▶ **Aim**
Reproduce word for word the stretch of the listing below from the line containing "In the photo above, where can the tortoise nostril" through the line containing "column 64, row 765", both lines included, and give nothing else.

■ ■ ■ ■

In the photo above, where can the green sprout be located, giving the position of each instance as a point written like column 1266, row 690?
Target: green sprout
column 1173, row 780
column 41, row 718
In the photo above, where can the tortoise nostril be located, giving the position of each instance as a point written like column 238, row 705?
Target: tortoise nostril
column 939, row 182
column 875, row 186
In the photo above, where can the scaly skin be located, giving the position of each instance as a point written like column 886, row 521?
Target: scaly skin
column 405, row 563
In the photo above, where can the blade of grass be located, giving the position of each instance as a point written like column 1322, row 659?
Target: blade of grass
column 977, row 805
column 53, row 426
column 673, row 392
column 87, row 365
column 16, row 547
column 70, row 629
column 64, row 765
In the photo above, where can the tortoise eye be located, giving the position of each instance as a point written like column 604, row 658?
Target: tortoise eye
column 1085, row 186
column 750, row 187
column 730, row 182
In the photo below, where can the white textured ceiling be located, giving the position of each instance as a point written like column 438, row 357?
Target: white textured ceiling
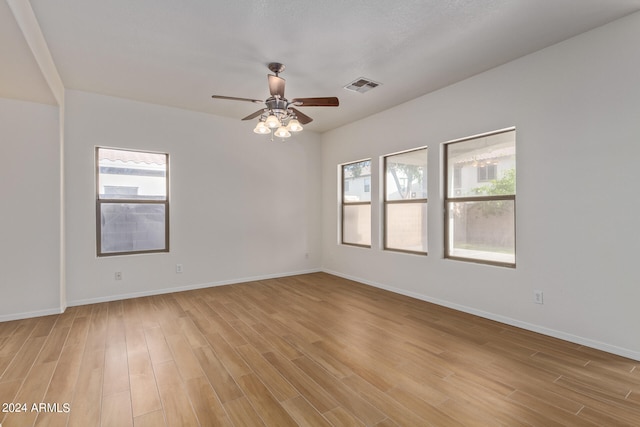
column 179, row 53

■ ■ ■ ■

▶ **Finished exercise**
In the photo above, where can the tortoise nostril be located, giving the position of each instance as a point written like column 238, row 705?
Target: tortoise nostril
column 939, row 182
column 875, row 186
In the photo above, where can the scaly skin be located, giving the position of each instance as a point written like column 886, row 521?
Target: scaly skin
column 405, row 563
In the photo above, where can the blade of grass be located, giving the position of each instance as a point written like column 1322, row 659?
Target: blade of grass
column 977, row 805
column 53, row 426
column 673, row 392
column 87, row 365
column 16, row 547
column 70, row 629
column 64, row 765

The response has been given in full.